## Problems and tasks
**1)** In the forum thread about small thoughtful gestures, translate the sentence "Our partners are all different, so I'm hoping to see some unique ideas." into Spanish.
**2)** According to the forum thread about small thoughtful gestures, why does adding a personal note or letter to the flowers make the gesture so much more thoughtful? Answer in one to three sentences.
>> START Supplied passage
# Little Things Go A Long Way



## PrettyLovePoems (Jul 23, 2010)

I have been married to my wife just over a year, and we have been together for over 3 years. 

A few of my friends are experiencing huge obstacles and issues in their relationships with their wives and girlfriends. Often times they ask me how I manage to maintain a healthy relationship with my wife and how we avoid huge issues.

My answer was usually something along the lines, "I don't know, I guess we're compatible."

However, I realized, this answer was not adequate and did not truly address their concerns. So I began thinking hard why my relationship with my wife is so good, and why are some of my close friends experiencing these issues. 

I thought about this for a while, and realized that my wife gets really excited and grateful when I do all these small little thoughtful things. 

She loves flowers, especially Orchids, so I try to surprise her with flowers about once a month, on regular weekday. 

If I included a personal note or letter with the flowers, the thoughtfulness factor goes up at least 10 fold. The flowers are nice, but the personal letter takes more effort, you can't purchase it with money, so it's that much more effective. 

Which one of the following do you think was more effective in nurturing our relationship?:

1. Like all women, she loves jewelery. So I spent $1000 on a nice necklace, and she loves it.

2. I decided to help her out a bit more with the household chores and surprised her with a personal love poem along with a romantic dinner that I cooked myself.

The second one only cost me $30 to buy the food. But it was through the roof regarding its thoughtfulness factor. 

It seems the accumulation of little thoughtful deeds go a very long way. They have worked for me. 

She loves when I write simple little love poems for her. She displays them all over the house. Her encouragement and positive feedback motivated me to create prettylovepoems.com, so that I may share some of these poems with other couples in need of thoughtful little deeds. 

In the end, it doesn't have to be poetry, or dinners if you don't like to cook. But I'm sure there are countless things that we can all figure out that we enjoy doing or don't mind doing. 

We just need to figure out what our partners enjoy and what they need assistance with. And work with that.

I would love to make this post into a brainstorming session. So please post some suggestions regarding your own relationship and what are some of the little things that you may do that will bring in plenty thoughtfulness points. 

Our partners are all different, so I'm hoping to see some unique ideas.


----------



## SimplyAmorous (Nov 25, 2009)

Here is something I did that is unique & just flooded my world in appreciation for my spouse one night - and ever since. 

After making a "Move Maker video" (this software came free on our older computer) for my oldest son's Graduation party, I decided to do this for US. So I scanned a bunch of our favorite older pics over the years, new digital ones, added a few touching love songs, put this together & played it back. Brought tears to my eyes & flooded me with emotion -and gratitude for all of these years together. 

Surprise your spouse with that some day. 

I got so into this, I made one for a friend - scanned some of her older pics/wedding pics , used the same song as I did in our original, She told me when she played this for her husband, he teared up and was wonderful to her for a week (anyway)!


----------
>> END Supplied passage
>> START Information shown
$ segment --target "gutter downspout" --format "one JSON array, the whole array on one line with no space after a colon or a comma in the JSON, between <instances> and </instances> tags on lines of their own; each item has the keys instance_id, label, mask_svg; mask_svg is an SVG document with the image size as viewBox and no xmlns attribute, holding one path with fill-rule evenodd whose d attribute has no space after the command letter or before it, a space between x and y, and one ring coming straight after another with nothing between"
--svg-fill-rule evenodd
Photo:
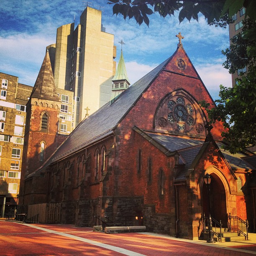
>> END Information shown
## Task answers
**1)** Nuestras parejas son todas diferentes, así que espero ver algunas ideas únicas.

**2)** The flowers are nice, but a personal letter takes more effort and can't be purchased with money. That makes it that much more effective, raising the thoughtfulness factor at least tenfold.